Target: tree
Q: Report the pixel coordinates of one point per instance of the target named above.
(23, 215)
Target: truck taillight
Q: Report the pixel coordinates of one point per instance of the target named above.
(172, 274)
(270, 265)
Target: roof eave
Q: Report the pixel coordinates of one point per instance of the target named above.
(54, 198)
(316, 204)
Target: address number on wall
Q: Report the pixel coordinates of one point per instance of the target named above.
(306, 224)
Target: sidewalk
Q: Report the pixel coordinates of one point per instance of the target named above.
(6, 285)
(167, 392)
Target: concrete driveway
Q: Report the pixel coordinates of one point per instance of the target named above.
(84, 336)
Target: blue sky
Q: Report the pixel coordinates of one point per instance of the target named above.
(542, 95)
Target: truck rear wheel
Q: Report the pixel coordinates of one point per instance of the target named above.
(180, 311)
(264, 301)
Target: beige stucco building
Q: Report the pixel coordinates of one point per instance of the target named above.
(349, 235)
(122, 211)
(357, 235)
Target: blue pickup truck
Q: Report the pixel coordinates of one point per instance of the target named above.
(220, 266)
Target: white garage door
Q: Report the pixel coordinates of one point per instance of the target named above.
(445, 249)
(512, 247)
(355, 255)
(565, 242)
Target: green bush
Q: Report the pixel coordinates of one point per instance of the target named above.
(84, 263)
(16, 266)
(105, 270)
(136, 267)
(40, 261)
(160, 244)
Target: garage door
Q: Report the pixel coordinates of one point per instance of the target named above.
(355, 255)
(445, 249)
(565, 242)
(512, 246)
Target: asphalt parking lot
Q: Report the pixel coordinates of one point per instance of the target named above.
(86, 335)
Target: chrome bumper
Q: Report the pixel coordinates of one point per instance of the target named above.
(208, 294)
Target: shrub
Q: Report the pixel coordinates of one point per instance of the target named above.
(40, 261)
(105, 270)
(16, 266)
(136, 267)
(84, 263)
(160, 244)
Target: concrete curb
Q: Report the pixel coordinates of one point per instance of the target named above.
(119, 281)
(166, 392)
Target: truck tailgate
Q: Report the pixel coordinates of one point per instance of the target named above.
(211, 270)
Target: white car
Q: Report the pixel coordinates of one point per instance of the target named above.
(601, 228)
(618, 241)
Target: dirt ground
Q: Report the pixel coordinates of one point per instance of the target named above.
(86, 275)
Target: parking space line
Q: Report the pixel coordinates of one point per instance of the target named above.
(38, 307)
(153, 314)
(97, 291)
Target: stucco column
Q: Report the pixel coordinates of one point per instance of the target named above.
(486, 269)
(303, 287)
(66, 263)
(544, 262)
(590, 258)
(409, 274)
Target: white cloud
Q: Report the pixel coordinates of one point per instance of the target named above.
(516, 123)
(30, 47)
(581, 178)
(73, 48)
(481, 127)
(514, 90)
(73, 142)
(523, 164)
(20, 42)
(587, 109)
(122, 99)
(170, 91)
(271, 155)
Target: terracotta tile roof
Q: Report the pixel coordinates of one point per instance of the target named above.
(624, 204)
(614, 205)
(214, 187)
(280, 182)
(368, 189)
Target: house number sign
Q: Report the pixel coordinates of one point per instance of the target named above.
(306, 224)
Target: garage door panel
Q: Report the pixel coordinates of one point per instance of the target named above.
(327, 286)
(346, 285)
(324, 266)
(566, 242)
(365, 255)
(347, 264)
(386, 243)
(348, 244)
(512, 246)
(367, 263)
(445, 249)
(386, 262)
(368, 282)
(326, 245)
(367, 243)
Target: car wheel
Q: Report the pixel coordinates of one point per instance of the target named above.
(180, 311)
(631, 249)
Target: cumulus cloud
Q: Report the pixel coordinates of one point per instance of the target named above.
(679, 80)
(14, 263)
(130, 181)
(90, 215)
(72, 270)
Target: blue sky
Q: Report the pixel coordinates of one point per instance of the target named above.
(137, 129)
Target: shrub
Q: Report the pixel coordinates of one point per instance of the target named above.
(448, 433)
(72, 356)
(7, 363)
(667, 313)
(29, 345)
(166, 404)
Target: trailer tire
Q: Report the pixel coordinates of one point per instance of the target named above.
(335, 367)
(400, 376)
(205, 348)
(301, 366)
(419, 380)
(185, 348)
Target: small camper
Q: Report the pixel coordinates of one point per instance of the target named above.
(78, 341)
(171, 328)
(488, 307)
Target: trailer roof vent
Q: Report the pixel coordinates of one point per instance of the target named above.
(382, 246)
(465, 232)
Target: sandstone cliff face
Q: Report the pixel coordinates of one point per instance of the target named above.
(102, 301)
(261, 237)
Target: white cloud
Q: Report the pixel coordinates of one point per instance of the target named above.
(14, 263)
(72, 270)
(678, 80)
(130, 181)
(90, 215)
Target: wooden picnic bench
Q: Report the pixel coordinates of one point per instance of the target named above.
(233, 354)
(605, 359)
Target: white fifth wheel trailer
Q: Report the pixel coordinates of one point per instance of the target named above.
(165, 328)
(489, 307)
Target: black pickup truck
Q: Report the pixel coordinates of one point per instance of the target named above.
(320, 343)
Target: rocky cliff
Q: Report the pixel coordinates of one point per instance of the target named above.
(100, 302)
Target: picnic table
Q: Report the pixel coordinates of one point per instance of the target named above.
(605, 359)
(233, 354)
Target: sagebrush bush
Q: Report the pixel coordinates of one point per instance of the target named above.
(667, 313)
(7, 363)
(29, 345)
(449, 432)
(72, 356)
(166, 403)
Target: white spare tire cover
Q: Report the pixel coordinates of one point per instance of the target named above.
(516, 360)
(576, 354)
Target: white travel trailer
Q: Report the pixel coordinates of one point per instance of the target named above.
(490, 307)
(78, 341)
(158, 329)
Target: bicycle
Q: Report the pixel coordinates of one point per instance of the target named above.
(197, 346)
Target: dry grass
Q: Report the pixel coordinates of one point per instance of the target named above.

## Task requirements
Please copy the data above in its entirety, exactly as written.

## Problem solution
Target: tree
Q: Report the pixel coordinates of one point per instance of the target named above.
(23, 215)
Target: truck taillight
Q: Report the pixel coordinates of one point per instance of the target named above.
(172, 274)
(270, 265)
Target: roof eave
Q: Report the pixel coordinates of one point per instance of the target named above.
(54, 198)
(316, 204)
Target: address number on wall
Q: Report the pixel coordinates of one point per instance of the target named above.
(306, 224)
Target: sidewalk
Q: Report the pixel coordinates of one point per instance of the target named above.
(6, 285)
(167, 392)
Target: concrete driveway
Q: Report the pixel coordinates of one point per instance of the target named above.
(84, 336)
Target: blue sky
Q: Report the pixel coordinates of one point per instance of the target named above.
(542, 95)
Target: truck rear wheel
Q: Report the pixel coordinates of one point per instance of the target named above.
(180, 311)
(264, 301)
Target: beige stucco building
Q: Report the pixel coordinates of one point per instance of the target named above.
(349, 235)
(122, 211)
(357, 235)
Target: blue pickup truck
Q: Report the pixel coordinates of one point per instance of the target named above.
(220, 266)
Target: white garage door
Q: Report the pixel coordinates of one point per instance of the target named above.
(445, 249)
(512, 247)
(355, 255)
(565, 242)
Target: green bush
Q: Report the pixel coordinates of one point per instance of the target named above.
(84, 263)
(16, 266)
(105, 270)
(136, 267)
(40, 261)
(160, 244)
Target: garage door
Q: Report the pixel coordinates of one point per instance of the target named above.
(355, 255)
(445, 249)
(565, 242)
(512, 246)
Target: asphalt parking lot
Q: Report the pixel coordinates of one point per instance of the target named above.
(86, 335)
Target: chrome bumper
Q: Report the pixel coordinates of one point per instance of the target named above.
(208, 294)
Target: shrub
Q: Report the pixel coordinates of one point per instance of the target named above.
(40, 261)
(105, 270)
(16, 266)
(136, 267)
(84, 263)
(160, 244)
Target: concrete curb
Q: Report the pixel coordinates of one point per instance of the target named above.
(119, 281)
(166, 392)
Target: truck tailgate
Q: Report the pixel coordinates of one point per instance of the target named above.
(211, 270)
Target: white car
Q: Report the pixel coordinates of one point per instance of the target named above.
(601, 228)
(618, 241)
Target: dirt ground
Q: Report the pixel coordinates of one point per instance of the target named above.
(86, 275)
Target: parking space line
Q: Report the pixel coordinates of one point per instance of the target named above.
(38, 307)
(153, 314)
(97, 291)
Target: stucco column
Q: Report the pixel coordinates of one point per instance of the target named above.
(486, 269)
(303, 287)
(66, 263)
(544, 262)
(590, 258)
(409, 274)
Target: white cloud
Q: Report the pixel coordinates of one point per instance of the target named above.
(516, 123)
(30, 47)
(581, 178)
(73, 48)
(481, 127)
(514, 90)
(73, 142)
(523, 164)
(20, 42)
(587, 109)
(122, 99)
(170, 91)
(271, 155)
Target: terracotta tile roof
Q: Report the pixel coordinates of one point per instance of the target named above.
(624, 204)
(614, 205)
(214, 187)
(280, 182)
(368, 189)
Target: house number sign
Q: Report the pixel coordinates of one point per instance of the target named above.
(306, 224)
Target: garage door panel
Q: Report the pixel coordinates of one point per instance of the target named above.
(327, 286)
(346, 285)
(324, 266)
(566, 242)
(365, 255)
(347, 264)
(386, 243)
(348, 244)
(512, 246)
(367, 263)
(445, 249)
(386, 262)
(368, 282)
(326, 245)
(367, 243)
Target: car wheel
Q: Report the pixel coordinates of one point per instance of the target named above.
(180, 311)
(631, 249)
Target: cumulus cloud
Q: Report the pixel coordinates of one point per instance of the target named above.
(679, 80)
(14, 263)
(130, 181)
(90, 215)
(72, 270)
Target: blue sky
Q: Report the pixel coordinates of one point per instance of the target named above.
(137, 129)
Target: shrub
Q: Report the pixel coordinates of one point per instance of the target named above.
(448, 433)
(72, 356)
(7, 363)
(667, 313)
(29, 345)
(166, 404)
Target: trailer tire
Q: Report the pixel coordinates of one point per instance of the target named above.
(335, 367)
(400, 376)
(205, 348)
(301, 366)
(419, 380)
(185, 348)
Target: small camper
Q: Report the pixel coordinates of one point per instance of the target named above.
(78, 341)
(171, 328)
(488, 307)
Target: trailer roof vent
Q: Report the pixel coordinates of one point per instance of the target named above.
(382, 246)
(465, 232)
Target: sandstone cliff face
Q: Report the pixel coordinates of one point per instance of the target named above.
(102, 301)
(261, 237)
Target: white cloud
Q: Report the pixel coordinates of one point per instance of the target named above.
(14, 263)
(72, 270)
(678, 80)
(130, 181)
(90, 215)
Target: wooden picnic bench
Q: Report the pixel coordinates of one point per instance of the target named above.
(233, 354)
(605, 359)
Target: white fifth wheel trailer
Q: Report the pixel coordinates of one point per instance of the target named above.
(165, 328)
(489, 307)
Target: black pickup truck
Q: Report the pixel coordinates of one point per instance of the target named above.
(320, 343)
Target: rocky cliff
Q: Report the pixel coordinates of one point per instance of the target named above.
(100, 302)
Target: picnic table
Q: Report the pixel coordinates of one point per instance of the target named above.
(605, 359)
(233, 354)
Target: sagebrush bush
Q: Report the pixel coordinates of one point per instance of the target named above.
(667, 313)
(7, 363)
(29, 345)
(449, 432)
(72, 356)
(166, 403)
Target: white spare tire cover
Q: Report the pixel coordinates of one point per instance of the target named above.
(516, 360)
(576, 354)
Target: white travel trailer
Q: Report the pixel coordinates of one point per instance of the target named above.
(490, 307)
(78, 341)
(158, 329)
Target: bicycle
Q: Report the pixel coordinates of one point per instance of the target named above.
(197, 346)
Target: dry grass
Q: Report the pixel coordinates of one point per instance of the target named above.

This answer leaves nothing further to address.